*Sfide*:
A) Secondo la selezione, qual è il primo fra i problemi antichi non ancora del tutto risolti?
B) Stampa il passo della selezione compreso tra "Siamo tanto più" e "d'innovazione e d'iniziativa.", estremi inclusi.

*Selezione*:
++++++++++

Siamo tanto più forti quanto più sappiamo fare sistema, presentandoci al
mondo con la nostra identità complessa di Paese ricco di cultura e di
tradizioni, come di spirito d'innovazione e d'iniziativa.
Una politica di aperto,
leale confronto tra istituzioni, imprenditori, lavoratori, che rilanci
una capacità d'intesa che non mancò neppure in anni di grandi scontri
ideologici, ci aiuterà a realizzare quello scatto di orgoglio, quel
risveglio della fiducia di cui l'Italia ha bisogno.
Non ho dubbi che supereremo anche questa prova. Nel mio lungo viaggio
nella provincia italiana, da Nord a Sud, trovo ovunque segni di
promettente vitalità. Avverto anche la forza di affrontare con maggiore
impegno problemi antichi, non ancora del tutto risolti. Primo fra tutti
la questione del Mezzogiorno. Noi dobbiamo guardare al Mezzogiorno come
alla nostra grande riserva di risorse umane e naturali, capace di dare
una marcia in più al progresso della Nazione. E il Mezzogiorno può oggi
contare su nuove generazioni ben preparate, ansiose di dar prova delle
loro capacità. E può cogliere i vantaggi che gli derivano dall'essere la
frontiera avanzata dell'Italia e dell'Europa verso il Sud del mondo e
verso l'Oriente.
***
Dalle nostre coste
meridionali, affacciate sul Mediterraneo, lo sguardo volge ai Paesi
della riva Sud, con alle spalle l'Africa, in attesa, fra disperazione e
speranza, del proprio riscatto; al Medio Oriente, i cui conflitti
alimentano folli ideologie terroristiche.
Questa minaccia, rivolta al
mondo intero, rischia di condurre all'impiego di quelle armi di
distruzione di massa che l'uomo contemporaneo ha inventato, e che non è
riuscito ad eliminare. E' una minaccia di catastrofi che possono
superare anche i peggiori disastri naturali, come quello che stiamo
vivendo.
Noi non dimentichiamo che con quelle terre, con quelle nazioni antiche,
abbiamo avuto nei secoli un fertile interscambio di idee. Le nostre
culture sono state anche protagoniste di storici scontri; ma, per lunghi
periodi, hanno costruito insieme l'edificio della civiltà. Hanno radici
comuni nelle grandi religioni monoteistiche, tra cui oggi sta emergendo
un nuovo dialogo. Noi diciamo no ai conflitti fra civiltà. No alla sfida
del terrorismo, che nulla può giustificare: nel nome di Dio non si
uccide.
Il terrorismo va combattuto con l'azione concorde della comunità
internazionale, e operando per migliorare le condizioni di vita dei
popoli diseredati.

++++++++++

*Righe mostrate*:
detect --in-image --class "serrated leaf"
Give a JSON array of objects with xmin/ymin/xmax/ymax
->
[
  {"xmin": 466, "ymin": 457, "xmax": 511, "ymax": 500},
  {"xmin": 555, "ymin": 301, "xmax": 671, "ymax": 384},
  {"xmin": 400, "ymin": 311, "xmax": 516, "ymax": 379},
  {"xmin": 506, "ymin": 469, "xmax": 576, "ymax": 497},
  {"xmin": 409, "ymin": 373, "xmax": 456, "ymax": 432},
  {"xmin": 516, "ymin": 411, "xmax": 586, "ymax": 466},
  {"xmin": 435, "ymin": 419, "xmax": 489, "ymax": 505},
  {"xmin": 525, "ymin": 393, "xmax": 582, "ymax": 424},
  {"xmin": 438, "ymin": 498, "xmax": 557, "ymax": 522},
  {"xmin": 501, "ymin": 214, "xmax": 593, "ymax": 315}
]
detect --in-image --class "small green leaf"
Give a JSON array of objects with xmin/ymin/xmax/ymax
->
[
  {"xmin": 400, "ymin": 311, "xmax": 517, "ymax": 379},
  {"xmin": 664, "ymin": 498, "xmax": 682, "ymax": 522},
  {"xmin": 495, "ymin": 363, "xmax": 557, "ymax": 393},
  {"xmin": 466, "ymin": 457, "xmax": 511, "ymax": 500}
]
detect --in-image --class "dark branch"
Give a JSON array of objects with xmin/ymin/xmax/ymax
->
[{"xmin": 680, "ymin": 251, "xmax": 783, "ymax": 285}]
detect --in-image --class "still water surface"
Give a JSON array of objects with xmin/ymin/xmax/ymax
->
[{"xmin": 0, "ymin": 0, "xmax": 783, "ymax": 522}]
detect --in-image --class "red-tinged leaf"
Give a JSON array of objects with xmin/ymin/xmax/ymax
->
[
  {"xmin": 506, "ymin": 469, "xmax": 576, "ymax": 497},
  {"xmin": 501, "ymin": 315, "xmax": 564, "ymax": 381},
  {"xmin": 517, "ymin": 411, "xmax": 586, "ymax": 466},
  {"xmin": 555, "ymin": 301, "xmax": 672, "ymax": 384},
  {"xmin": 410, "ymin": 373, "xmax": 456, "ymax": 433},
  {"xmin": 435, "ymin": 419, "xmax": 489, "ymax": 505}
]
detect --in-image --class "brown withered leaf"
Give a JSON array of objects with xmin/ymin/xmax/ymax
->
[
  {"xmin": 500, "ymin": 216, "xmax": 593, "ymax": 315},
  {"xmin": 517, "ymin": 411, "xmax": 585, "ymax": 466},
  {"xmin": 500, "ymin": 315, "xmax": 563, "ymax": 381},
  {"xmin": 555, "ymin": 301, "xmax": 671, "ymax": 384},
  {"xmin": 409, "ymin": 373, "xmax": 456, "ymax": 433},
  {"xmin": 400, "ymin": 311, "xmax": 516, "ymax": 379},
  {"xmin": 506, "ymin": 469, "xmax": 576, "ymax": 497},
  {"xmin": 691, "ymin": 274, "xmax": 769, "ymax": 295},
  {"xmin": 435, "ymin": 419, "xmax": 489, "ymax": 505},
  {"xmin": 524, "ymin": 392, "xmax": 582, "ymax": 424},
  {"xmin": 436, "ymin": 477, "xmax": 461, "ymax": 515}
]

++++++++++

*Risposte ai compiti*:
A) La questione del Mezzogiorno.

B)
Siamo tanto più forti quanto più sappiamo fare sistema, presentandoci al
mondo con la nostra identità complessa di Paese ricco di cultura e di
tradizioni, come di spirito d'innovazione e d'iniziativa.